EXERCISE OBJECTIVE: For the data below, report how many lines include the word "chicken", and write nothing else.

[Collected data entries]
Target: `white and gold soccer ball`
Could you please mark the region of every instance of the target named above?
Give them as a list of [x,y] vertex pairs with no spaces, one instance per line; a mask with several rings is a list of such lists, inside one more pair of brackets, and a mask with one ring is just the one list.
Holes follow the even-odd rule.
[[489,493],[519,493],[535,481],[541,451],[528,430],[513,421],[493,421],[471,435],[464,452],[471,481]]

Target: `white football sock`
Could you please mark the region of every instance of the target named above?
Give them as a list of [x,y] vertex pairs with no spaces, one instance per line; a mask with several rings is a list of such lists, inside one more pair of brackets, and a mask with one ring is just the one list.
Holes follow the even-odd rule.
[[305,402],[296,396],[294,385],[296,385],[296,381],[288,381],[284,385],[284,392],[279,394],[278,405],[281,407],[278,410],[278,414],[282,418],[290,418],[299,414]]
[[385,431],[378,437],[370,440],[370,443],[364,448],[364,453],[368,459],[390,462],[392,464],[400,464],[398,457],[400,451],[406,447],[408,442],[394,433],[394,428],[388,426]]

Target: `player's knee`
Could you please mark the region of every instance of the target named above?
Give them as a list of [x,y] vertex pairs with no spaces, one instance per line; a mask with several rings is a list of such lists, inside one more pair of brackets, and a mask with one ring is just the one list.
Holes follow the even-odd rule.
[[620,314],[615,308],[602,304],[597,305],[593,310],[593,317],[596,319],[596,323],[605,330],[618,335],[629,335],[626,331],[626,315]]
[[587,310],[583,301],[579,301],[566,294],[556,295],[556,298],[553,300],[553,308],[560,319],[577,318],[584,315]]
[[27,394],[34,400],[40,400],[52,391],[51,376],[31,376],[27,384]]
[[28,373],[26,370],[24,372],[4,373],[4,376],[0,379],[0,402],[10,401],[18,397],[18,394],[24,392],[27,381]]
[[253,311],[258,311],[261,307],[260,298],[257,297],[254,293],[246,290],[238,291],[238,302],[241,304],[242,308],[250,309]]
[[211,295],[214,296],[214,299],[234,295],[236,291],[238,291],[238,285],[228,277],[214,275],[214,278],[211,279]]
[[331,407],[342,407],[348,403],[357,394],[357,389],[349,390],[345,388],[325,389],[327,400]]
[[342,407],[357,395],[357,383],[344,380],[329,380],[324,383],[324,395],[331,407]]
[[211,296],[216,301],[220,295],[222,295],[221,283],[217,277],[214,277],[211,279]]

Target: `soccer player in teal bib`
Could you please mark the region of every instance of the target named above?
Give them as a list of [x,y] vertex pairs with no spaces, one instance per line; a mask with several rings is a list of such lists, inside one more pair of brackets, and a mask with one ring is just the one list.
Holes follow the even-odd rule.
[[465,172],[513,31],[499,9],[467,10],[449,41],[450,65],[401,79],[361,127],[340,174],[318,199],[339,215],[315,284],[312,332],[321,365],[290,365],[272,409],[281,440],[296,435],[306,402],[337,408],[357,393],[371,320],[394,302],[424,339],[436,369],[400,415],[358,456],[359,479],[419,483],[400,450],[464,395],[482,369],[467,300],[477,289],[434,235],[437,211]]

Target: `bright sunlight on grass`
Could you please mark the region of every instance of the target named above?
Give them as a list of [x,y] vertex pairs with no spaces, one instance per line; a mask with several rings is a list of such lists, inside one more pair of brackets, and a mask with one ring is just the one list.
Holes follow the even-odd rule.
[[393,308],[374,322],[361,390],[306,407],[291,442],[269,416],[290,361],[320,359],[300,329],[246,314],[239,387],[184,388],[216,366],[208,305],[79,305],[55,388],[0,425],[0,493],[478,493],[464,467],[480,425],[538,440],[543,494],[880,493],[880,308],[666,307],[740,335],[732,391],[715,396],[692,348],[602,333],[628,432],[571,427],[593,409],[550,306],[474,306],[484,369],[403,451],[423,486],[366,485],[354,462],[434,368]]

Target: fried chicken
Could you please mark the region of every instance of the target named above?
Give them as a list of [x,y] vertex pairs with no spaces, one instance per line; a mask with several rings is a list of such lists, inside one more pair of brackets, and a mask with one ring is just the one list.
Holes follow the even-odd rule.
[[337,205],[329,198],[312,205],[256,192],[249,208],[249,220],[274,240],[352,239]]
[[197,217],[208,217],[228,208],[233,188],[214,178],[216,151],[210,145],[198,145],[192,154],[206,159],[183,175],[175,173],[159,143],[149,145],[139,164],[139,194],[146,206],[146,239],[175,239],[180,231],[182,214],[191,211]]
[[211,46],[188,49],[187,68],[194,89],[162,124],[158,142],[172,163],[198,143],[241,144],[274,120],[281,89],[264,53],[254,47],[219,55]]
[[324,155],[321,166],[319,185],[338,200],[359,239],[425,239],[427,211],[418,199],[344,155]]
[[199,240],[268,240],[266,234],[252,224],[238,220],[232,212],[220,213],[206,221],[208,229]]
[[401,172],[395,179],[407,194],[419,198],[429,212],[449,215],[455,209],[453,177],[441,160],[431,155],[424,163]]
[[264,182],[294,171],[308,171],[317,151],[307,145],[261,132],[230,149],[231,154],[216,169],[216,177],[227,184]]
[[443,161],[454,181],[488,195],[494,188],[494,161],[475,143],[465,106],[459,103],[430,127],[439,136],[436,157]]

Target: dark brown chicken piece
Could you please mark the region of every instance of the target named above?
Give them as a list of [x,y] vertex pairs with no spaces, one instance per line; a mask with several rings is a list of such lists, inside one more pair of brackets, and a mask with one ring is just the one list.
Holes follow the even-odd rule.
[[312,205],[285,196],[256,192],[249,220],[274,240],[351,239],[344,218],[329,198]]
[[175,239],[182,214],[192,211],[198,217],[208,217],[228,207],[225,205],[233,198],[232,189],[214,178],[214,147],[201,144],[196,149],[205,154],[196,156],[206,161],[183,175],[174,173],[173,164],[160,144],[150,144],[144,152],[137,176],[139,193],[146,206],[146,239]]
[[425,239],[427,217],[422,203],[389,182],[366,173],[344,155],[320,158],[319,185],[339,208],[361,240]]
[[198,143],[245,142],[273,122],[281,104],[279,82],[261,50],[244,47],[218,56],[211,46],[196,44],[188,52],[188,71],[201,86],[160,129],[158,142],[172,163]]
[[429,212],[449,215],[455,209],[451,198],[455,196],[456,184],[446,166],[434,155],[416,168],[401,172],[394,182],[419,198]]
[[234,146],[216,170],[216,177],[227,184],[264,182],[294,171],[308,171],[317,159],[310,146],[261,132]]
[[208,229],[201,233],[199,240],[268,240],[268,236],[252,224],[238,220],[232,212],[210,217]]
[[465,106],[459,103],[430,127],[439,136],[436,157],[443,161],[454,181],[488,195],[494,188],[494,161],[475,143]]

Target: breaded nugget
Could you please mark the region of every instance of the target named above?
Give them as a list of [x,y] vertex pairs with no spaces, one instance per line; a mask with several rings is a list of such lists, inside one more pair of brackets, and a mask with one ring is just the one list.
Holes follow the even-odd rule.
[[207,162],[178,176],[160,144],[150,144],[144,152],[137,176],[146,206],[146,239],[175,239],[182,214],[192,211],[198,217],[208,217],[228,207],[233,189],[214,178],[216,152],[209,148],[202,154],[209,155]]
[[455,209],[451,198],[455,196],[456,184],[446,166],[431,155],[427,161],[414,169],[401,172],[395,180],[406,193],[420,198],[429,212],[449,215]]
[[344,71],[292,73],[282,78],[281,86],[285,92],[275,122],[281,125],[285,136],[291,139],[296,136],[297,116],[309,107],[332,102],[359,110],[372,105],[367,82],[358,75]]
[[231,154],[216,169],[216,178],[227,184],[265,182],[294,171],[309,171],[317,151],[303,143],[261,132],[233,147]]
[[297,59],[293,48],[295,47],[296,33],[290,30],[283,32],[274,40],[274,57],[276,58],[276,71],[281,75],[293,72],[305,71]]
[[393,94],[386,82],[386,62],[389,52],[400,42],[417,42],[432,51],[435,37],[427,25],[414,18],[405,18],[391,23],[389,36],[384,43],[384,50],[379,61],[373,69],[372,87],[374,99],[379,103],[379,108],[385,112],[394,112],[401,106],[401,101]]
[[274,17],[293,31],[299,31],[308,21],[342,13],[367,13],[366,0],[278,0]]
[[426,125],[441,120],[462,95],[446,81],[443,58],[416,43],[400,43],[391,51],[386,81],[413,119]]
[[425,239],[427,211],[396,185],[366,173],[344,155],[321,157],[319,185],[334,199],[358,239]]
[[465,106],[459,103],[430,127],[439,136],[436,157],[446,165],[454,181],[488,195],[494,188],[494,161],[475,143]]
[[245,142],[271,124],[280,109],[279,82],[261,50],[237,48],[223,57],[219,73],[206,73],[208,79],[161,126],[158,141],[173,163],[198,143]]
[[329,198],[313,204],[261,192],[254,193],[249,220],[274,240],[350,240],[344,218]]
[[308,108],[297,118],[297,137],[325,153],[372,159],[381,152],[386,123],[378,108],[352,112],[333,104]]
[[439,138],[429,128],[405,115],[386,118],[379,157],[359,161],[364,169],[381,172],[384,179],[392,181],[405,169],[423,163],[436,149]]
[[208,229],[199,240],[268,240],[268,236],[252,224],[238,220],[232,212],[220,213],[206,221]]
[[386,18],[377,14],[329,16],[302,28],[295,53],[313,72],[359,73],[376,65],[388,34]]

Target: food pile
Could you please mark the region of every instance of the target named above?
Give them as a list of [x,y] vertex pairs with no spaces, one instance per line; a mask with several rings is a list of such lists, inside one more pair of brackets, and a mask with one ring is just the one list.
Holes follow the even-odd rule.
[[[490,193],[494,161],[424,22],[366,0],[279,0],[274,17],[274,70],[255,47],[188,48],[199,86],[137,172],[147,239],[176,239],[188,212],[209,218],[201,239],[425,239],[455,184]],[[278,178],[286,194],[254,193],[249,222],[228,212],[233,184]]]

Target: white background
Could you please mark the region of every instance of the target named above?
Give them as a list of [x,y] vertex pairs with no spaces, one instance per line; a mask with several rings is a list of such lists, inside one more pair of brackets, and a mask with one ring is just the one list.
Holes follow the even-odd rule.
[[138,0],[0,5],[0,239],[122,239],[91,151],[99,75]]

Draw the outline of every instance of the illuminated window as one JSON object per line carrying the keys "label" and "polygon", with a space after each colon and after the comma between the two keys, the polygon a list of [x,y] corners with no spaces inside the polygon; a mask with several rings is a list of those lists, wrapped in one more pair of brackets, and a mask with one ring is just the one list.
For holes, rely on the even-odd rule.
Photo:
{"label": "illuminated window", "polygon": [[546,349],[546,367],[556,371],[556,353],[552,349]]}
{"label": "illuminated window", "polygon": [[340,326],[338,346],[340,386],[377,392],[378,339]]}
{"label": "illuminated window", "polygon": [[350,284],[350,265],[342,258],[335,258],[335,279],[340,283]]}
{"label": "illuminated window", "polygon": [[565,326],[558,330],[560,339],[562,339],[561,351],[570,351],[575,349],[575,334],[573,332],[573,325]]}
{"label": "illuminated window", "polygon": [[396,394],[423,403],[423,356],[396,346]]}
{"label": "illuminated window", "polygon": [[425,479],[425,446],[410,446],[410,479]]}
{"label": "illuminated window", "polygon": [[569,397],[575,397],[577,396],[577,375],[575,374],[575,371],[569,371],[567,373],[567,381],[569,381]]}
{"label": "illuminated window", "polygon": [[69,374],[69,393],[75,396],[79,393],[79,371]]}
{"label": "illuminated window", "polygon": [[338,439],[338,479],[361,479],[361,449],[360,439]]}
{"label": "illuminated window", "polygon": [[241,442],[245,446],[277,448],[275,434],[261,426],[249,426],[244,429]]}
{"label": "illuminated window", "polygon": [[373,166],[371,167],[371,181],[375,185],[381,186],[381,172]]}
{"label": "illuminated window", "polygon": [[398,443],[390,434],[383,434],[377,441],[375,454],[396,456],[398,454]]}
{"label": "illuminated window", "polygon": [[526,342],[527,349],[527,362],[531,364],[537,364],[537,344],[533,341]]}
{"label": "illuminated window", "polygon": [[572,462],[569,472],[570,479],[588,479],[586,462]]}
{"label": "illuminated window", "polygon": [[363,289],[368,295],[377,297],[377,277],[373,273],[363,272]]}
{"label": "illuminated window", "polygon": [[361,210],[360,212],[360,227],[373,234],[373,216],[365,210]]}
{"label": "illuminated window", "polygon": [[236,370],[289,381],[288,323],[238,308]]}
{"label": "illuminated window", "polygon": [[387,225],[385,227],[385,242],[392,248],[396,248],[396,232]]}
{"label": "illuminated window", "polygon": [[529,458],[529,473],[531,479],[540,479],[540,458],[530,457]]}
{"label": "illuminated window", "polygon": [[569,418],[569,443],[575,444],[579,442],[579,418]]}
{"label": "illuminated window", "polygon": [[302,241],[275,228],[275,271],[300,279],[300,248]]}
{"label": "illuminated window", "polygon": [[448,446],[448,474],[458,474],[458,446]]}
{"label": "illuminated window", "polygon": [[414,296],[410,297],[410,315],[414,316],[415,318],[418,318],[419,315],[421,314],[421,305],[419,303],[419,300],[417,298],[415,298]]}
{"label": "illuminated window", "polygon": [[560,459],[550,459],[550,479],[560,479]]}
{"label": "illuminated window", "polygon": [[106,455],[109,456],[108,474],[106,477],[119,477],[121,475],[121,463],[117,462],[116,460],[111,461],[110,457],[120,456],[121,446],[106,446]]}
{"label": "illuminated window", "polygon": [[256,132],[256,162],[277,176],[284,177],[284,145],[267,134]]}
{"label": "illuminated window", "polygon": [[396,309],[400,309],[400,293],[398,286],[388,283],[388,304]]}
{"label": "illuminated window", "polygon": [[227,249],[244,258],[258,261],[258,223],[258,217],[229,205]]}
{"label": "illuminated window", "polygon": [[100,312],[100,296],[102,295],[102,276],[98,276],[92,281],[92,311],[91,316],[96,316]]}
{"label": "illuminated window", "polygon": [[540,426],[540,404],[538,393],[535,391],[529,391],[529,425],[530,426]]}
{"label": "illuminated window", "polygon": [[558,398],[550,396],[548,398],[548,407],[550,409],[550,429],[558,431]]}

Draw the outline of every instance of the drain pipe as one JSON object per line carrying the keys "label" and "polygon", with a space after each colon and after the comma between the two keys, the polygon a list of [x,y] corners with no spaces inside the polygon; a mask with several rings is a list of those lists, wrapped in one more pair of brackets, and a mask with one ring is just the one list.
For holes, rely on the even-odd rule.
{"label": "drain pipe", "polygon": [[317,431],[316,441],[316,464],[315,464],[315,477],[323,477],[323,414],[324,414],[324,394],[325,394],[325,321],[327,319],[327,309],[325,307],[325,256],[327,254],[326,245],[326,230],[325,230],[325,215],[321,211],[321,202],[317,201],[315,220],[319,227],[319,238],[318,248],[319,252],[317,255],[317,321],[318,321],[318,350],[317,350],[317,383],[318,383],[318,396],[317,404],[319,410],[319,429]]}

FINAL ANSWER: 2